■ **What to produce**: Output the lines below exactly as they appear, starting with the line that contains "Annotation guideline v3.1 — Label: fence post" and ending with the line that contains "344, 13, 396]]", including both of those lines.

■ **Exercise materials**:

____________

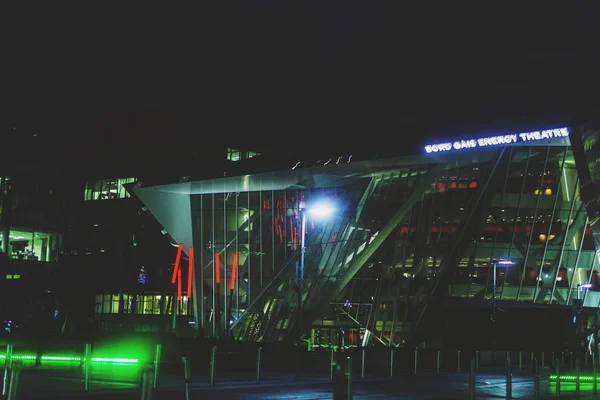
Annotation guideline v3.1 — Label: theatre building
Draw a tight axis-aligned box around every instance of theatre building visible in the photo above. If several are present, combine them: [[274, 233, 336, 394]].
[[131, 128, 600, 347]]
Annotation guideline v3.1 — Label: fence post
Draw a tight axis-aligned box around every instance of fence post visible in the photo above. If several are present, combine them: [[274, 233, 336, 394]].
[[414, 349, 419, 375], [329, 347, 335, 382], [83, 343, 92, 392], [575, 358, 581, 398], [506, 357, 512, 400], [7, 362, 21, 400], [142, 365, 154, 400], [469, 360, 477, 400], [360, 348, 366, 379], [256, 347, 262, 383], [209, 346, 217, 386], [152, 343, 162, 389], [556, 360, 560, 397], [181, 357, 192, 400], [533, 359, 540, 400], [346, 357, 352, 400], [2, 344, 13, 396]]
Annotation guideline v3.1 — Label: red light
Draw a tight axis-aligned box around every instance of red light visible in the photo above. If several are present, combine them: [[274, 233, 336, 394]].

____________

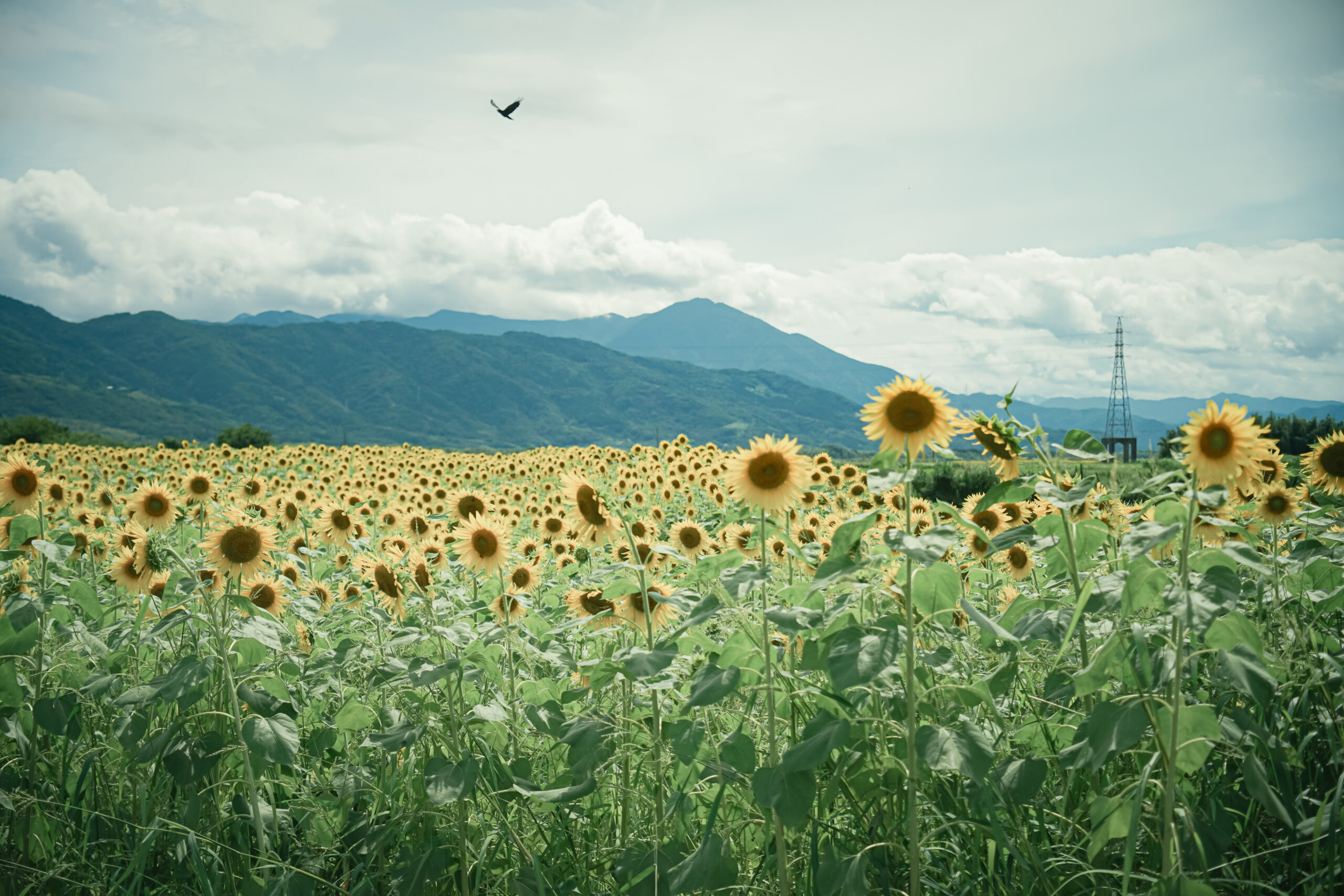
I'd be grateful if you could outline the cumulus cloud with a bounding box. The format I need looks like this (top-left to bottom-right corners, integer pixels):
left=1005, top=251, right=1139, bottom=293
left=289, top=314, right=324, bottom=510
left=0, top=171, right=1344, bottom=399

____________

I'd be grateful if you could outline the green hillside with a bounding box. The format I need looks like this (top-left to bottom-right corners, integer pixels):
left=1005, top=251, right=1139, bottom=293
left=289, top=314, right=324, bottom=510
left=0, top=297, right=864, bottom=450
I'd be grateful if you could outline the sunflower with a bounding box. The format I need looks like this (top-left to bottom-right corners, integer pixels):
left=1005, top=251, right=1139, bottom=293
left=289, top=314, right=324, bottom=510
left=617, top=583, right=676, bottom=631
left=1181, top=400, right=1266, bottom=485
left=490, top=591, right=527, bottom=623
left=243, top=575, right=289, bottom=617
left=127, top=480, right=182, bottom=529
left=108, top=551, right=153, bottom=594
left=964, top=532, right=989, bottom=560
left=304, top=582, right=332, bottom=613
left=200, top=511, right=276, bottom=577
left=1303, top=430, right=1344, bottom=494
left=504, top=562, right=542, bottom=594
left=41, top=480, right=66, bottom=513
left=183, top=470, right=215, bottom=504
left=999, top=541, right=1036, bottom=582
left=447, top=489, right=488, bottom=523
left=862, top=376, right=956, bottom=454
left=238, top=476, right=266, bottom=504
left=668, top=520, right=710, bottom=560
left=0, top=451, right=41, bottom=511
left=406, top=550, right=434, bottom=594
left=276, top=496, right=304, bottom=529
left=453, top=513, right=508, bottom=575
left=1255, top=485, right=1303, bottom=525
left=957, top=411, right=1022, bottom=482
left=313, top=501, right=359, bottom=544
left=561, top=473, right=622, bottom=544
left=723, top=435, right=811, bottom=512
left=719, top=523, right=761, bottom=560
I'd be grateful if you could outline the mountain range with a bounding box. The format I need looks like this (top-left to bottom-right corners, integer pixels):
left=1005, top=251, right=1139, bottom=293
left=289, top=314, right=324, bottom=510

____________

■ **Written solution**:
Annotation guideline v3.1 — Label: fence post
Draw a tight axis-aligned box around every instance of fence post visible in the photo above. If several are present, combine them: [[274, 233, 336, 394]].
[[414, 349, 419, 375], [329, 347, 335, 382], [83, 343, 92, 392], [575, 358, 581, 398], [506, 357, 512, 400], [7, 362, 21, 400], [142, 365, 154, 400], [469, 360, 477, 400], [360, 348, 366, 379], [256, 347, 262, 383], [209, 346, 217, 386], [152, 343, 162, 389], [556, 360, 560, 397], [181, 357, 192, 400], [533, 359, 540, 400], [346, 357, 352, 400], [2, 344, 13, 396]]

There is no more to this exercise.